→ **Work to complete**:
Each record, in full, must be restated word for word.

→ **Data under study**:
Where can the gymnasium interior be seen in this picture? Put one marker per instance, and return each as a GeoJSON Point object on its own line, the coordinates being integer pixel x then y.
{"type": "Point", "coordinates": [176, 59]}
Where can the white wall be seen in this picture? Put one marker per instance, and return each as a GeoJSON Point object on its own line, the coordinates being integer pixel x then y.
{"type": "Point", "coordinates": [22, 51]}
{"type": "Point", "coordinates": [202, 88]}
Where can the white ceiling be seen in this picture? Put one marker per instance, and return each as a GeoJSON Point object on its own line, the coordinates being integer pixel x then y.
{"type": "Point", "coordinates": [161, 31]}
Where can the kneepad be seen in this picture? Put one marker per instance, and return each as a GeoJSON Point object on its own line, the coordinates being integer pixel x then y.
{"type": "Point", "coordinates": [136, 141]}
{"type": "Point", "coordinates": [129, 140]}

→ **Answer to the exercise**:
Where can the gymnasium interior be seen in this picture? Put one marker per instance, and return each as a GeoJSON Point object on its own line, the coordinates being integer pixel x then y.
{"type": "Point", "coordinates": [176, 59]}
Where can the white wall be seen in this picture? Put one marker per instance, and return each as a GeoJSON Point object on its own line, the coordinates being integer pixel x then y.
{"type": "Point", "coordinates": [22, 51]}
{"type": "Point", "coordinates": [202, 88]}
Where can the white ceiling be seen in this picture? Put one marker per instance, and return each as a GeoJSON Point object on its own line, the coordinates being integer pixel x then y.
{"type": "Point", "coordinates": [161, 31]}
Where can the kneepad be seen in this picture? Put one marker per instance, and return each as a GeoJSON Point object on its own line, the coordinates being integer pixel x then y.
{"type": "Point", "coordinates": [136, 141]}
{"type": "Point", "coordinates": [129, 140]}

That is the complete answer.